• **Task details**: Look through the data below and extract, unchanged, the lines from the one that contains "sample | [1241, 120]" to the one that contains "sample | [657, 651]", both included.
╔══
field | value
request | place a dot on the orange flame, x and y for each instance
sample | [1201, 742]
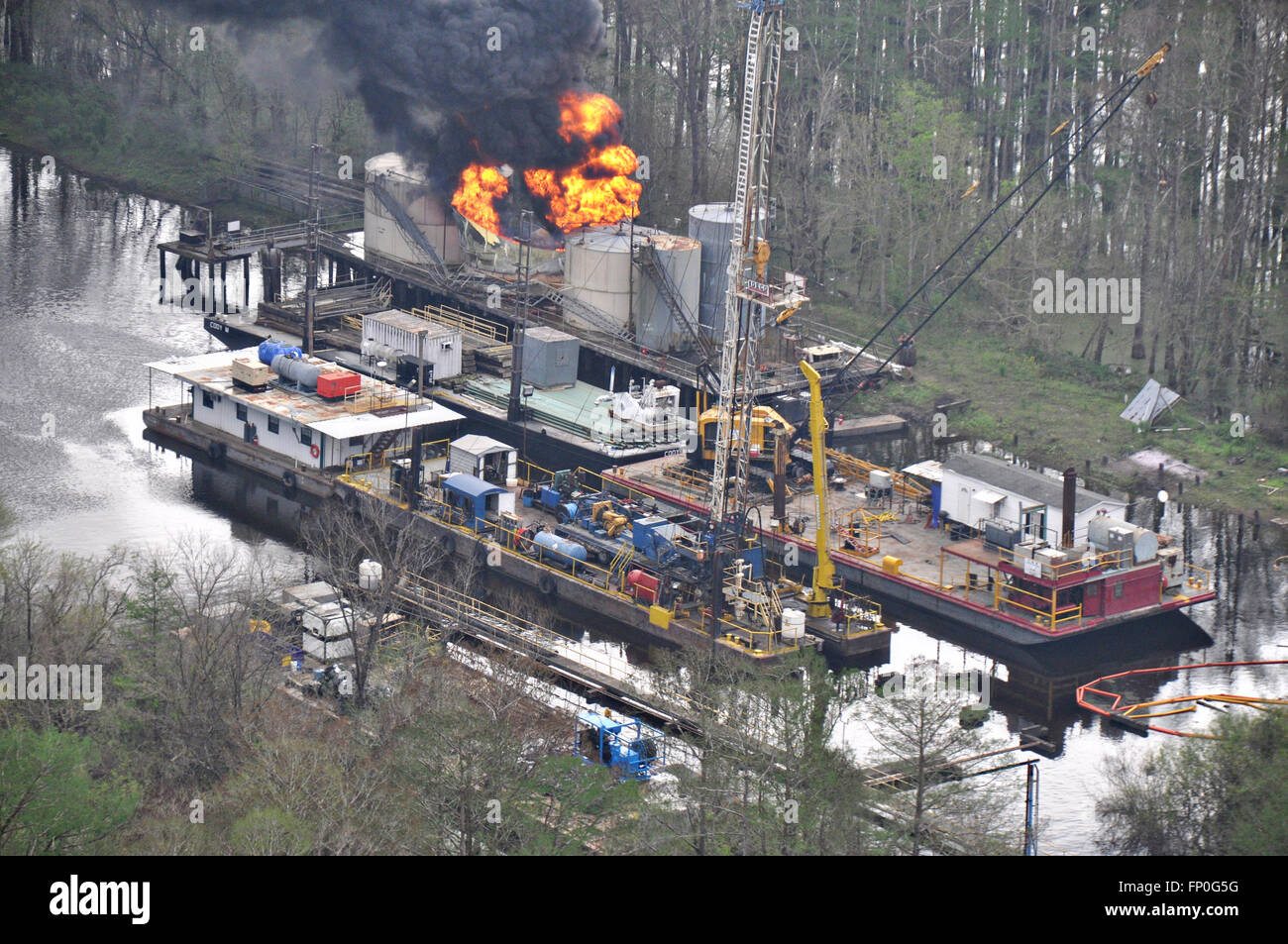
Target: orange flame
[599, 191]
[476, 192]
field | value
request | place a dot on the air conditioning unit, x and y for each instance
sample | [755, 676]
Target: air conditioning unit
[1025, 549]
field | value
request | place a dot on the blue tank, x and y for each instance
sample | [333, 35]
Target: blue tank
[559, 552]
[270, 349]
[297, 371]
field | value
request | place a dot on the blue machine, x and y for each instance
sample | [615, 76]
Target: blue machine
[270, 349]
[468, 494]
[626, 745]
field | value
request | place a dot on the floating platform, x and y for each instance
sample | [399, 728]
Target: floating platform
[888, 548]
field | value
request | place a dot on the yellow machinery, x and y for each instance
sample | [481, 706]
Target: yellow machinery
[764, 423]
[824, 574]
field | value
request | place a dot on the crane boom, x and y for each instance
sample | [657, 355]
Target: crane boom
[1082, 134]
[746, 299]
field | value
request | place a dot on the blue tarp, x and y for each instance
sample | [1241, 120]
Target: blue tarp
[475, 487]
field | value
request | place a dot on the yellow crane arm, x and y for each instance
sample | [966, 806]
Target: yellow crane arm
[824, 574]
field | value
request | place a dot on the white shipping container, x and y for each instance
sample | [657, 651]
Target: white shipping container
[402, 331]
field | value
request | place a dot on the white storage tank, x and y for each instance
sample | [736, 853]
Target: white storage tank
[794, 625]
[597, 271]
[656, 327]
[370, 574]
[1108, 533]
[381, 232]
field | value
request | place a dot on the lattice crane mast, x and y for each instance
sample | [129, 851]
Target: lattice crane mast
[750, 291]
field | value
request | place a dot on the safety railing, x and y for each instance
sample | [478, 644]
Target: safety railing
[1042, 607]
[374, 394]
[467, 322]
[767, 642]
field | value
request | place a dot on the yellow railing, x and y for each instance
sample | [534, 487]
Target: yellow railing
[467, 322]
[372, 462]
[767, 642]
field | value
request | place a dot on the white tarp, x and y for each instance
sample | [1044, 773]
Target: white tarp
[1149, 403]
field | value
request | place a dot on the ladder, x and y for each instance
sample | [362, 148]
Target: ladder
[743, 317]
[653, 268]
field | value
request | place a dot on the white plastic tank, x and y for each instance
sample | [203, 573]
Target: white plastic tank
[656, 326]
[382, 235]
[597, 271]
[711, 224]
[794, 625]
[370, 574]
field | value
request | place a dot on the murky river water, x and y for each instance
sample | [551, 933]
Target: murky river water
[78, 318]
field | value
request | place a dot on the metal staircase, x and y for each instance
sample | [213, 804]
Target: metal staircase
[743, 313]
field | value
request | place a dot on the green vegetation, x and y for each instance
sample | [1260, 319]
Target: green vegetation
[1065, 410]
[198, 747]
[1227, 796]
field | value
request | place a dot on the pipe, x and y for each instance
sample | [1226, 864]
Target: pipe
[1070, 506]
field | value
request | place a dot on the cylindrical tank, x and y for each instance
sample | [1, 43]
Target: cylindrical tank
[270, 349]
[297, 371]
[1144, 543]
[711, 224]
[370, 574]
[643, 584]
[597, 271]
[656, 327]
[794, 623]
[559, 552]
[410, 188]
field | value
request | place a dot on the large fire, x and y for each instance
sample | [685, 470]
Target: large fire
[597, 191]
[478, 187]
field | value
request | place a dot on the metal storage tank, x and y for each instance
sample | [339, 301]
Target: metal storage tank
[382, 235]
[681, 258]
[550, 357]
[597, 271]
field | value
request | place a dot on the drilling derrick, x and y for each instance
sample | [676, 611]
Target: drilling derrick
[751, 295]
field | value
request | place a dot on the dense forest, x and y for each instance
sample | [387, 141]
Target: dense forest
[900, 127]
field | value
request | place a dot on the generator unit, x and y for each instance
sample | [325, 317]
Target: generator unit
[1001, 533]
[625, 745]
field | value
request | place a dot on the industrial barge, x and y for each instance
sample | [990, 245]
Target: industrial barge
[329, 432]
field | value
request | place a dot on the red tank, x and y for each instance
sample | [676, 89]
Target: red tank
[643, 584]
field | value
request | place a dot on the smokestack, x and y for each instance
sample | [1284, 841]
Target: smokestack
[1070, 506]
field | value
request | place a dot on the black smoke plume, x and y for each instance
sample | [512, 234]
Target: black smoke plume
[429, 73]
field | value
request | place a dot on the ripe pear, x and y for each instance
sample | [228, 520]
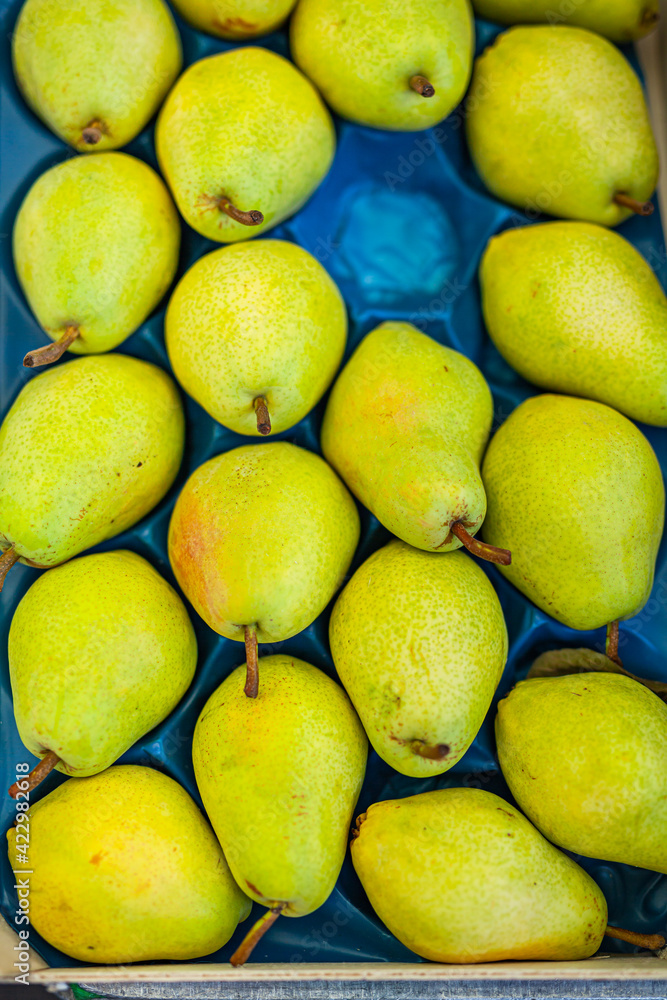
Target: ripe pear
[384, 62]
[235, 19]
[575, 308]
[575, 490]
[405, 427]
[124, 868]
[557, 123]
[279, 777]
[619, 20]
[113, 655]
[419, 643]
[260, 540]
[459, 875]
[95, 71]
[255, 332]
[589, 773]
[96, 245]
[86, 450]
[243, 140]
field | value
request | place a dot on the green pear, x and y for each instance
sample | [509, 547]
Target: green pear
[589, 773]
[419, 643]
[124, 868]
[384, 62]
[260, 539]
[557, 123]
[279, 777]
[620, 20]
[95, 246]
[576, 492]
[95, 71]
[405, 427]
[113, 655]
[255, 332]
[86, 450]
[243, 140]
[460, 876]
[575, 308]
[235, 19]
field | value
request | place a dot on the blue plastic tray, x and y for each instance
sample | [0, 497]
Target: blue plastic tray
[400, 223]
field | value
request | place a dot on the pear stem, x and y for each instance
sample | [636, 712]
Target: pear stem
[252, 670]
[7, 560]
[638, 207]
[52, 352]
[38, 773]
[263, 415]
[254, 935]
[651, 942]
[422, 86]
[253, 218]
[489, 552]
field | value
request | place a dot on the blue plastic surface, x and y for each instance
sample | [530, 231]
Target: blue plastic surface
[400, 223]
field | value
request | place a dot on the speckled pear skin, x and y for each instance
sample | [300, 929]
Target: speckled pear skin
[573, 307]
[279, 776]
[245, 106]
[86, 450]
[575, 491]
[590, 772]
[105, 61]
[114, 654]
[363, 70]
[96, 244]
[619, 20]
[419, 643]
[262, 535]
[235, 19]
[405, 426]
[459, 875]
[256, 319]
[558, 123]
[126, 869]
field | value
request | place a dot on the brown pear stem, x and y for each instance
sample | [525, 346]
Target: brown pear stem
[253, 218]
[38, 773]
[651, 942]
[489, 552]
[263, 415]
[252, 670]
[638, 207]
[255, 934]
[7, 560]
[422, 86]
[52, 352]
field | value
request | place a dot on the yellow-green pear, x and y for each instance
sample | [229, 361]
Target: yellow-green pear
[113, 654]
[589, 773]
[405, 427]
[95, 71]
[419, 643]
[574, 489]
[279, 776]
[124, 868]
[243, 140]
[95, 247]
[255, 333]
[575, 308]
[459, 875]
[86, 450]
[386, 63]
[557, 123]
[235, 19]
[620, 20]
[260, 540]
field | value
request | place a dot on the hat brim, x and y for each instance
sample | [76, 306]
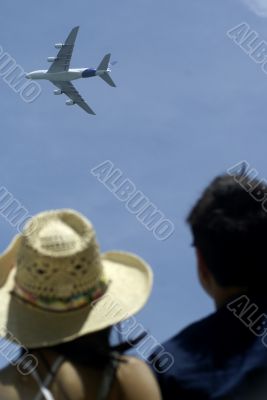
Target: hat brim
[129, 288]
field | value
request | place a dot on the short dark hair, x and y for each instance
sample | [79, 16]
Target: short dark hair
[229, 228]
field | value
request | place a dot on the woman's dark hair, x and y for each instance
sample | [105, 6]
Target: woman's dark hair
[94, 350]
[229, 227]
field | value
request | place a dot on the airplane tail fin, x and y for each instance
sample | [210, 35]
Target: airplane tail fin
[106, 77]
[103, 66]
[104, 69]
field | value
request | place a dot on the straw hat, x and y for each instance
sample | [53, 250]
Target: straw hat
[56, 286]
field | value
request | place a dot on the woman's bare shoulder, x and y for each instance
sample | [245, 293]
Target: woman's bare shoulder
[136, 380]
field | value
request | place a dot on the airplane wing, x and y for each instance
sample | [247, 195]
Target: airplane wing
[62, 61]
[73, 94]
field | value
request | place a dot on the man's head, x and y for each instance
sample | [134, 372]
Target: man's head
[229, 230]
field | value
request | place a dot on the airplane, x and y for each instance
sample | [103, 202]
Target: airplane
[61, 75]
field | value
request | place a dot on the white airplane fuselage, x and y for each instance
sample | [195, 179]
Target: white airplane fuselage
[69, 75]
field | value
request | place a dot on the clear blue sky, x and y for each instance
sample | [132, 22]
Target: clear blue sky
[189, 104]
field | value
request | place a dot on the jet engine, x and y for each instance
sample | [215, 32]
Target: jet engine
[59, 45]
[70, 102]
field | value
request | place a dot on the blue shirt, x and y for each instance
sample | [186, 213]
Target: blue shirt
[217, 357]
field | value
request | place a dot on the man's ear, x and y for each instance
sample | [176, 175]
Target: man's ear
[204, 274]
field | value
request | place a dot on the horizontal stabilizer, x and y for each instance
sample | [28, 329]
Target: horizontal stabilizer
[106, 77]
╚══
• **Answer for this exercise**:
sample | [1241, 120]
Target: blue tarp
[475, 487]
field | value
request | place a dot on the yellow crane arm, x and y for each instance
sample | [966, 806]
Target: yellow crane arm
[824, 574]
field | value
request | place a dot on the white shipping container, x and y for each instance
sample | [657, 651]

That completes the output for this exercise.